Problem details>
The records that follow are to be repeated exactly, without any pictures.

Start of Provided data

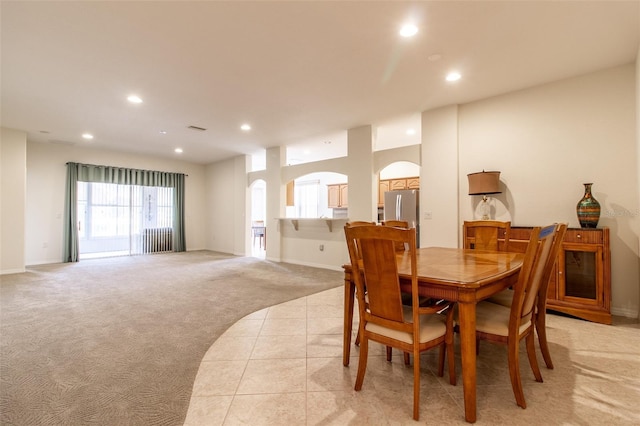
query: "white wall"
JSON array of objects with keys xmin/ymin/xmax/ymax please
[
  {"xmin": 24, "ymin": 142, "xmax": 208, "ymax": 265},
  {"xmin": 1, "ymin": 128, "xmax": 27, "ymax": 274},
  {"xmin": 203, "ymin": 155, "xmax": 250, "ymax": 256},
  {"xmin": 457, "ymin": 64, "xmax": 639, "ymax": 318}
]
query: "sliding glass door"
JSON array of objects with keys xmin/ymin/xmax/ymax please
[{"xmin": 77, "ymin": 182, "xmax": 173, "ymax": 258}]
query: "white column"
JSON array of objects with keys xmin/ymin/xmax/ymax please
[
  {"xmin": 347, "ymin": 125, "xmax": 376, "ymax": 222},
  {"xmin": 421, "ymin": 106, "xmax": 460, "ymax": 248},
  {"xmin": 265, "ymin": 146, "xmax": 286, "ymax": 261}
]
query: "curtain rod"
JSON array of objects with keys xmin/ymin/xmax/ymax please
[{"xmin": 65, "ymin": 162, "xmax": 188, "ymax": 176}]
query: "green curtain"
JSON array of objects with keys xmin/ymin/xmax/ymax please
[
  {"xmin": 172, "ymin": 173, "xmax": 186, "ymax": 252},
  {"xmin": 63, "ymin": 164, "xmax": 79, "ymax": 262},
  {"xmin": 63, "ymin": 162, "xmax": 187, "ymax": 262}
]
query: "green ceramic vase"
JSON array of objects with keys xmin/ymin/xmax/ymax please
[{"xmin": 576, "ymin": 183, "xmax": 600, "ymax": 228}]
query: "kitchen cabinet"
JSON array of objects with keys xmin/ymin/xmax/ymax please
[
  {"xmin": 286, "ymin": 181, "xmax": 295, "ymax": 207},
  {"xmin": 328, "ymin": 183, "xmax": 348, "ymax": 208},
  {"xmin": 406, "ymin": 177, "xmax": 420, "ymax": 189},
  {"xmin": 377, "ymin": 180, "xmax": 390, "ymax": 207},
  {"xmin": 377, "ymin": 176, "xmax": 419, "ymax": 206},
  {"xmin": 390, "ymin": 179, "xmax": 408, "ymax": 191},
  {"xmin": 509, "ymin": 226, "xmax": 611, "ymax": 324}
]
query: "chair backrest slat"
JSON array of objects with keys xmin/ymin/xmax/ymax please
[
  {"xmin": 463, "ymin": 220, "xmax": 511, "ymax": 251},
  {"xmin": 381, "ymin": 220, "xmax": 410, "ymax": 251},
  {"xmin": 510, "ymin": 224, "xmax": 558, "ymax": 331},
  {"xmin": 344, "ymin": 224, "xmax": 417, "ymax": 328}
]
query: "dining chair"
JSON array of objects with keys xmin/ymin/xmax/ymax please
[
  {"xmin": 381, "ymin": 220, "xmax": 409, "ymax": 252},
  {"xmin": 376, "ymin": 220, "xmax": 419, "ymax": 364},
  {"xmin": 472, "ymin": 223, "xmax": 558, "ymax": 409},
  {"xmin": 486, "ymin": 223, "xmax": 567, "ymax": 369},
  {"xmin": 344, "ymin": 224, "xmax": 456, "ymax": 421},
  {"xmin": 251, "ymin": 220, "xmax": 265, "ymax": 248},
  {"xmin": 344, "ymin": 221, "xmax": 379, "ymax": 353},
  {"xmin": 463, "ymin": 220, "xmax": 511, "ymax": 251},
  {"xmin": 381, "ymin": 219, "xmax": 409, "ymax": 228}
]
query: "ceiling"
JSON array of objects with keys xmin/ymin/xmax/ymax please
[{"xmin": 2, "ymin": 1, "xmax": 639, "ymax": 165}]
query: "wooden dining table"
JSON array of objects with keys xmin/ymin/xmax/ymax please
[{"xmin": 342, "ymin": 246, "xmax": 524, "ymax": 423}]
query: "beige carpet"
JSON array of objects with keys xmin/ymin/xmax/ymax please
[{"xmin": 0, "ymin": 251, "xmax": 342, "ymax": 425}]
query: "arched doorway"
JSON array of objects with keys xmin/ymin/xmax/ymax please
[{"xmin": 249, "ymin": 179, "xmax": 266, "ymax": 258}]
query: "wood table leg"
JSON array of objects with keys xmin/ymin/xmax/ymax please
[
  {"xmin": 458, "ymin": 300, "xmax": 477, "ymax": 423},
  {"xmin": 343, "ymin": 275, "xmax": 355, "ymax": 366}
]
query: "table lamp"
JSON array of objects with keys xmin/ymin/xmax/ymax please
[{"xmin": 467, "ymin": 170, "xmax": 501, "ymax": 220}]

End of Provided data

Written response>
query: "white wall"
JSON array of objects with keys xmin/ymin/xmax/ymax please
[
  {"xmin": 24, "ymin": 142, "xmax": 208, "ymax": 265},
  {"xmin": 1, "ymin": 128, "xmax": 27, "ymax": 274},
  {"xmin": 203, "ymin": 155, "xmax": 250, "ymax": 256},
  {"xmin": 457, "ymin": 64, "xmax": 639, "ymax": 318}
]
query: "sliding glass door"
JSON array of objects with keys xmin/ymin/xmax/ymax please
[{"xmin": 77, "ymin": 182, "xmax": 173, "ymax": 258}]
query: "white column"
JSON array of objects with keys xmin/ymin/xmax/ymax please
[
  {"xmin": 347, "ymin": 125, "xmax": 376, "ymax": 222},
  {"xmin": 421, "ymin": 106, "xmax": 460, "ymax": 248},
  {"xmin": 265, "ymin": 146, "xmax": 286, "ymax": 261}
]
query: "curtain rod"
JSON array of objects with keys xmin/ymin/xmax/ymax please
[{"xmin": 65, "ymin": 162, "xmax": 188, "ymax": 176}]
query: "green curtain"
JSON array of objects with keys xmin/ymin/xmax/ymax please
[
  {"xmin": 172, "ymin": 173, "xmax": 186, "ymax": 252},
  {"xmin": 63, "ymin": 164, "xmax": 79, "ymax": 262},
  {"xmin": 63, "ymin": 162, "xmax": 187, "ymax": 262}
]
query: "green ceramic vase"
JSON array of objects with keys xmin/ymin/xmax/ymax please
[{"xmin": 576, "ymin": 183, "xmax": 600, "ymax": 228}]
query: "kitchen cabinet"
JSON array of objects with keys xmin/ymin/xmax/ymax please
[
  {"xmin": 286, "ymin": 181, "xmax": 295, "ymax": 207},
  {"xmin": 328, "ymin": 183, "xmax": 348, "ymax": 208},
  {"xmin": 406, "ymin": 177, "xmax": 420, "ymax": 189},
  {"xmin": 377, "ymin": 180, "xmax": 390, "ymax": 207},
  {"xmin": 377, "ymin": 176, "xmax": 419, "ymax": 206},
  {"xmin": 390, "ymin": 179, "xmax": 408, "ymax": 191},
  {"xmin": 509, "ymin": 226, "xmax": 611, "ymax": 324}
]
query: "chair backrest slat"
JSON array of objects with keys xmin/ymin/xmax/ymax please
[
  {"xmin": 463, "ymin": 220, "xmax": 511, "ymax": 251},
  {"xmin": 381, "ymin": 220, "xmax": 410, "ymax": 251},
  {"xmin": 510, "ymin": 224, "xmax": 558, "ymax": 331},
  {"xmin": 344, "ymin": 224, "xmax": 417, "ymax": 328}
]
query: "dining chair"
JSON array of objects with keys xmin/ymin/xmax/ymax please
[
  {"xmin": 381, "ymin": 220, "xmax": 409, "ymax": 252},
  {"xmin": 376, "ymin": 220, "xmax": 419, "ymax": 364},
  {"xmin": 472, "ymin": 223, "xmax": 558, "ymax": 409},
  {"xmin": 486, "ymin": 223, "xmax": 567, "ymax": 369},
  {"xmin": 344, "ymin": 224, "xmax": 456, "ymax": 421},
  {"xmin": 251, "ymin": 220, "xmax": 265, "ymax": 248},
  {"xmin": 344, "ymin": 221, "xmax": 379, "ymax": 353},
  {"xmin": 463, "ymin": 220, "xmax": 511, "ymax": 251},
  {"xmin": 381, "ymin": 219, "xmax": 409, "ymax": 228}
]
query: "ceiling"
JSON array of objects with keys xmin/ymin/xmax/ymax please
[{"xmin": 2, "ymin": 1, "xmax": 639, "ymax": 165}]
query: "wooden dining table"
JSON array of objects with keys xmin/ymin/xmax/ymax please
[{"xmin": 342, "ymin": 246, "xmax": 524, "ymax": 423}]
query: "beige carpet"
JSON array of objects with keys xmin/ymin/xmax/ymax please
[{"xmin": 0, "ymin": 251, "xmax": 342, "ymax": 425}]
query: "arched doorway"
JSON array of objects with keys xmin/ymin/xmax/ymax please
[{"xmin": 249, "ymin": 179, "xmax": 266, "ymax": 258}]
query: "wood table leg"
JSON array of objects with keys xmin/ymin/xmax/ymax please
[
  {"xmin": 458, "ymin": 300, "xmax": 477, "ymax": 423},
  {"xmin": 343, "ymin": 275, "xmax": 355, "ymax": 366}
]
query: "table lamp"
JSON array of objects with keys xmin/ymin/xmax/ymax please
[{"xmin": 467, "ymin": 170, "xmax": 501, "ymax": 220}]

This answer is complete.